- DIRECTIVES
**a.** Copy the listing lines from the one holding "Please, if you would, locate the knuckle" through the one holding "608, 964, 654]]", inclusive.
**b.** Continue the code review of the DataFusion-based library from the point where it stops.

- PASSAGE TO READ
######
Configuration is straightforward through the initializers:

- `init_timon` for local storage with configurable bucket interval
- `init_bucket` for S3-compatible storage with endpoint, credentials, etc.

## 3. DataFusion Integration

### Efficient API Usage

The library generally uses DataFusion's APIs effectively:

__Strengths:__

- Uses lazy execution through the DataFrame API
- Creates appropriate DataFusion contexts for operations
- Registers Parquet files properly with DataFusion
- Transforms SQL queries appropriately
- Handles schema extraction and conversion well

__Areas for Improvement:__

- ✅ There are some cases where data is collected early, which could be optimized *(Fixed: Eliminated intermediate data collection using CTE)*
- ✅ The `query` method could potentially be more efficient with how it handles partitions *(Fixed: Optimized partition handling with single query execution)*

### Custom Logic

The library extends DataFusion with:

1. __Partition Management__:

   - Time-based partitioning for efficient querying
   - Merges data from multiple partitions when needed

2. __Query Transformation__:

   - Modifies queries to work with the partitioned structure
   - Handles special cases like JOINs across partitions

3. __Schema Management__:

   - Custom schema validation and enforcement
   - Type validation against defined schemas

### State Management

The `SessionContext` is handled with per-username isolation:

- Each `DatabaseManager` instance maintains its own `SessionContext` (one per username)
- When cloning `DatabaseManager`, a fresh `SessionContext` is created for isolation (see `Clone` implementation in `db_manager.rs:96-113`)
- Tables are registered per-username context, allowing concurrent queries for different users
- This design ensures thread-safety and isolation between different user contexts

### Data Source Interaction

The library creates Parquet files for DataFusion to query:

- Files are properly partitioned for time-based queries
- File management is handled logically
- Predicate pushdown is leveraged through date filtering

### Query Path Resolution

The library supports two data path structures:

- **Default Path**: `{storage_path}/data/{db_name}/{table_name}/` - for local user data
- **Group Path**: `{storage_path}/group/{username}/{db_name}/{table_name}/` - for group/shared user data

**Current Implementation** (`resolve_table_dir` in `db_manager.rs:674-738`):
- For default user (username=None): Only queries default path
- For group users (username provided): Only queries group path
- ⚠️ **Known Limitation**: See [Issue #64](https://github.com/mongrov/timon/issues/64) - queries do NOT merge data from both paths
  - If same file exists in both locations, only one path is queried
  - This can lead to missing data if files exist in both default and group paths
  - Potential solutions: merge both files or query both paths with duplicate removal at query time

## 4. Rust Code Quality & Best Practices

### Ownership and Borrowing

The code demonstrates good understanding of Rust's ownership model:

- Appropriate use of borrowing where possible
- Strategic cloning when necessary
- Proper use of `Arc` for shared ownership

✅ **Fixed: Ownership and borrowing optimizations implemented**

- Removed unnecessary clones in hot paths (create_database, create_table, delete_database, delete_table, insert, list_databases, list_tables)
######
- DATA EXCERPTS

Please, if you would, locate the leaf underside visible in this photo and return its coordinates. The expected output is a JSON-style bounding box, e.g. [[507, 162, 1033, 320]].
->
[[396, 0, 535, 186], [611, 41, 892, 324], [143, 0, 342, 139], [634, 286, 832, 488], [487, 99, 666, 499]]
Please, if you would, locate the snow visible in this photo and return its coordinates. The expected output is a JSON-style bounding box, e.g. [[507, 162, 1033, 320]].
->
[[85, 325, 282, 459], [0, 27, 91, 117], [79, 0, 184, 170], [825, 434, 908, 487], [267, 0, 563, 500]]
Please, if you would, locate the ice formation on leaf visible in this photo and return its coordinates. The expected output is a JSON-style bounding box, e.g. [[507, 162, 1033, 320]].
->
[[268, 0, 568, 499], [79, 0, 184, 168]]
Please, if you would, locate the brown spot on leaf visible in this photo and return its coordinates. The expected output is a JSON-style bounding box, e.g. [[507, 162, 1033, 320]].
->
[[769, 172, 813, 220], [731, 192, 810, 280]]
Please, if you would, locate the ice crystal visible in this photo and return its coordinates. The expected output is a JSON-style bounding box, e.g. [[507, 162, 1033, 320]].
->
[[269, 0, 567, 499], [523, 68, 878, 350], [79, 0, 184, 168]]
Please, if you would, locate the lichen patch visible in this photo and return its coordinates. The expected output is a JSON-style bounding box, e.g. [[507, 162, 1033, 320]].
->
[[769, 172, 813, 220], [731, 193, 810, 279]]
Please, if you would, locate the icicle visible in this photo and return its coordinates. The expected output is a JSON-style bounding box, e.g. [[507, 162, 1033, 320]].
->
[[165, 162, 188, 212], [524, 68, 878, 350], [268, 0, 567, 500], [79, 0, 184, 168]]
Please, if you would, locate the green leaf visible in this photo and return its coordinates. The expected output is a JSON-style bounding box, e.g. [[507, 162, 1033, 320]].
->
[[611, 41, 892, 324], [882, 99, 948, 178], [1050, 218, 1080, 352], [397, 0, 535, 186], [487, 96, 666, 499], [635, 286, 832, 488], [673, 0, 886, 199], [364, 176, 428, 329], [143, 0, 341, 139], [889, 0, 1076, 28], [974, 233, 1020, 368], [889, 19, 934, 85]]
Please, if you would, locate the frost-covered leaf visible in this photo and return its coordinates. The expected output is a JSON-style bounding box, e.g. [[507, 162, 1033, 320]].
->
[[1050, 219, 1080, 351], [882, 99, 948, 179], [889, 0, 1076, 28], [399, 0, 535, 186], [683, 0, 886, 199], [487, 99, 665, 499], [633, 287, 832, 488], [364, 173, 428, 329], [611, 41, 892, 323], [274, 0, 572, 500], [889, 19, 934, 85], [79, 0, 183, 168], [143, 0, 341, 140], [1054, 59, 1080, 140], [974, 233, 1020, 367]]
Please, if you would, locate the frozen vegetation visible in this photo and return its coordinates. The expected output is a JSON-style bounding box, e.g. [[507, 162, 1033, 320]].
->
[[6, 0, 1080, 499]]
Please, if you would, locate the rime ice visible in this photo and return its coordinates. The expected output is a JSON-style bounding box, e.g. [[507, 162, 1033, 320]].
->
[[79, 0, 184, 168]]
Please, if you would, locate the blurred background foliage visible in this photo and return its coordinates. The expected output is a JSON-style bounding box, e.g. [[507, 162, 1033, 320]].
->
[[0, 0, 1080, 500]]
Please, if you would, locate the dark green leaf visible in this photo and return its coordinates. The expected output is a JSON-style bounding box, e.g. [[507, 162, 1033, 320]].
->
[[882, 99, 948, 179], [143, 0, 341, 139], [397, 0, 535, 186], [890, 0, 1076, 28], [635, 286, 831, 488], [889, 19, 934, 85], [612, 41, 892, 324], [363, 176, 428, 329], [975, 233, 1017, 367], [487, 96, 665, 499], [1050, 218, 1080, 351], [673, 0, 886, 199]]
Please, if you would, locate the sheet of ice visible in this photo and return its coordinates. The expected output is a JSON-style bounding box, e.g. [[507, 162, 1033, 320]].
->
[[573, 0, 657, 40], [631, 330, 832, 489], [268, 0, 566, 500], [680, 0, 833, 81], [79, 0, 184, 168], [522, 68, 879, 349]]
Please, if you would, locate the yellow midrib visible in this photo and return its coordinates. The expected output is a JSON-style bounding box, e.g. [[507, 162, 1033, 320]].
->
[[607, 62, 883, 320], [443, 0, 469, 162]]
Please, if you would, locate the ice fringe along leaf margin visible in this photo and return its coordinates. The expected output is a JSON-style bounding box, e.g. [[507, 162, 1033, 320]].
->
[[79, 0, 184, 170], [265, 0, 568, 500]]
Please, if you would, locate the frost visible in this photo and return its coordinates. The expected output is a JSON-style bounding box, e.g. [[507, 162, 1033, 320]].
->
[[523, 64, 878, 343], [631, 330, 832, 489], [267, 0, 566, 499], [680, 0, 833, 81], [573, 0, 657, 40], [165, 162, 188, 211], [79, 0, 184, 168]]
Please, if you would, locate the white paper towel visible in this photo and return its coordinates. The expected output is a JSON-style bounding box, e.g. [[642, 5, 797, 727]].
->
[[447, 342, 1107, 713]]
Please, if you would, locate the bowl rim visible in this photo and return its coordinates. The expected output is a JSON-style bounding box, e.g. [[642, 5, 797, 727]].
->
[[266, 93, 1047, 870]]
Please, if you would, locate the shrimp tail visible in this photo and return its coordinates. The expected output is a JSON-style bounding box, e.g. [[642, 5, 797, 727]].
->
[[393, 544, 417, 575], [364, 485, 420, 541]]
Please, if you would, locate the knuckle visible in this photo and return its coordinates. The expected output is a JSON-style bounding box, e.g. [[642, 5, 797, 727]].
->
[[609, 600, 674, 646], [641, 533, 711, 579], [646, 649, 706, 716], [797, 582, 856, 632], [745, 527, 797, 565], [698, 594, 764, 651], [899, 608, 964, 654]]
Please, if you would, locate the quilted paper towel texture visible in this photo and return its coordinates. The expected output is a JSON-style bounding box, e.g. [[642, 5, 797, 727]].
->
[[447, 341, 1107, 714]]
######
- SOLVED TASKS
**a.**
Please, if you would, locate the knuckle visible in this photo and return its coordinates. The expected output is a JSON-style bounding box, e.g. [[642, 5, 797, 727]].
->
[[609, 600, 674, 646], [641, 533, 711, 579], [646, 649, 706, 716], [797, 582, 856, 632], [745, 527, 797, 565], [698, 594, 764, 651], [899, 608, 964, 654]]

**b.**
- Optimized function calls to pass mutable references instead of cloning DatabaseManager instances
- Improved performance by eliminating redundant memory allocations in frequently called functions

### Use of `unsafe`

The library uses `unsafe` code primarily in the JNI and iOS interfaces, which is unavoidable when working with foreign function interfaces. The unsafe code is:

- Well-encapsulated
- Used only where necessary
- Properly documented

### Dependencies

The dependencies are appropriate for the library's needs:

- `datafusion` for query processing
- `object_store` for S3 integration
- `tokio` for async operations
- `serde` for serialization

### Performance Considerations

Several performance optimizations are evident:

- Time-based partitioning for efficient querying
- Proper file management to avoid unnecessary operations
- File locking for concurrent access safety
- Query filtering to minimize data processing

**Performance Benchmarks** (see `INSERT_PERFORMANCE_REPORT.md` and `TIMON_QUERY_REPORT.md`):

- **Insert Operations**: 
  - Fresh inserts: ~15K records/sec (consistent across 1K-1M records)
  - Updates: Performance degrades with existing data size (594-11,713 records/sec)
  - Table loading: 29K-42K records/sec (2-3x faster than inserts)
  
- **Query Operations** (tested with 1M records per table):
  - Simple queries: 17-23ms (excellent)
  - COUNT aggregations: 17.7ms (excellent)
  - JOIN queries: 435-510ms (good, scales linearly)
  - Complex analytics: 87-490ms (good)
  - Partition filtering: 20.7ms (excellent, found 112K records efficiently)
  
- **Realistic Use Case** (20K records/month, typical for ZivaApp-Ring):
  - Insert: ~1.4s
  - Load: ~0.5s
  - Query: <25ms for simple queries

### Concurrency & Race Condition Handling

The library implements robust concurrency controls:

- ✅ **Atomic File Writes**: Implemented using temp file strategy (`parquet_file_writer_locked` in `db_manager.rs:853-904`)
  - Writes to temporary file first, then atomically renames to final location
  - Prevents corruption if process crashes mid-write
  - Uses unique timestamp-based temp file names to avoid conflicts
- ✅ **File-Level Locking**: Process-wide mutex map for file-level locking (`atomic_file_insert` in `db_manager.rs:742-825`)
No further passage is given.